*What the task requires:*
Go through the listing and pick out each line with the word "jersey" in it.

*Information:*
· · · · · · ·

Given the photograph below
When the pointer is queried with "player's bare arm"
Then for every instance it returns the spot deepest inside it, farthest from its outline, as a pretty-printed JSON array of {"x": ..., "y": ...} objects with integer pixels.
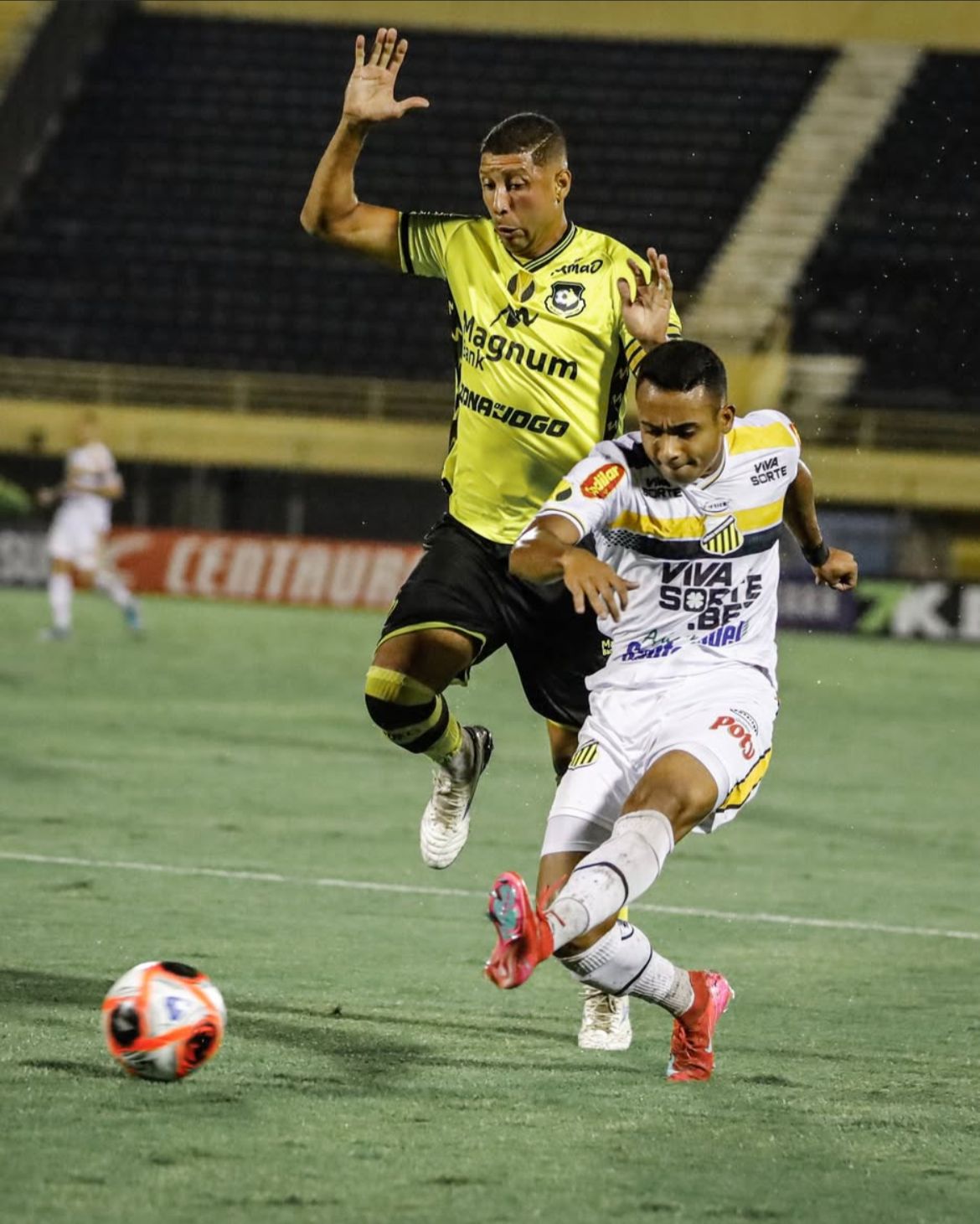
[
  {"x": 332, "y": 209},
  {"x": 832, "y": 567},
  {"x": 549, "y": 551},
  {"x": 647, "y": 312}
]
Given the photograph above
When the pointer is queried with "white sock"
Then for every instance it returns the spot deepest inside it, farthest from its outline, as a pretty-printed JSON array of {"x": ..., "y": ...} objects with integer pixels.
[
  {"x": 623, "y": 963},
  {"x": 616, "y": 871},
  {"x": 111, "y": 584},
  {"x": 60, "y": 590}
]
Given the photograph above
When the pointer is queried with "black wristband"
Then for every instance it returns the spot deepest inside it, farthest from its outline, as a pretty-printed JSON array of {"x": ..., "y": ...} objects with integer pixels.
[{"x": 817, "y": 555}]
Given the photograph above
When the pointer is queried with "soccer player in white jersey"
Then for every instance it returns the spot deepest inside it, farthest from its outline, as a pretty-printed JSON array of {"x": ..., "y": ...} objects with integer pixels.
[
  {"x": 687, "y": 517},
  {"x": 76, "y": 541}
]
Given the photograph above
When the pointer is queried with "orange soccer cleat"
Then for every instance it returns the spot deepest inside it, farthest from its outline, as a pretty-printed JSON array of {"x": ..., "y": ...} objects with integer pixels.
[
  {"x": 524, "y": 937},
  {"x": 692, "y": 1054}
]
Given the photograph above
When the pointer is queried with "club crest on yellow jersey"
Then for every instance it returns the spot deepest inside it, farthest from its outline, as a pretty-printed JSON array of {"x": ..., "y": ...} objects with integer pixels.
[{"x": 567, "y": 299}]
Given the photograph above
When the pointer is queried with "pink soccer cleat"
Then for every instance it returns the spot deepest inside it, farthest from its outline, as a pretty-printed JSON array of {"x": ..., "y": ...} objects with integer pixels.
[
  {"x": 692, "y": 1054},
  {"x": 524, "y": 937}
]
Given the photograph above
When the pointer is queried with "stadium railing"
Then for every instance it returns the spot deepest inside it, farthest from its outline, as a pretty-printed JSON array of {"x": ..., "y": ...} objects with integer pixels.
[{"x": 393, "y": 400}]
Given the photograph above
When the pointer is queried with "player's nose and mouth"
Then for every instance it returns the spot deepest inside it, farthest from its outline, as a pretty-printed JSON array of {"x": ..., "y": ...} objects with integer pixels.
[{"x": 673, "y": 461}]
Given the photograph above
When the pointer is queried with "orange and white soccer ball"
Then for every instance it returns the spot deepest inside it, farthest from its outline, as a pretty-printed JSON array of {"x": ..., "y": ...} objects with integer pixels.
[{"x": 163, "y": 1020}]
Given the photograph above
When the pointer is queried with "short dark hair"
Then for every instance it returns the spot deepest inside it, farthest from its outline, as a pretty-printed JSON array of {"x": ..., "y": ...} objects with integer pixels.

· · · · · · ·

*Output for this task:*
When the pointer is queried with "soccer player in white jersey"
When the pointer is queried with "club crest on yellow jersey"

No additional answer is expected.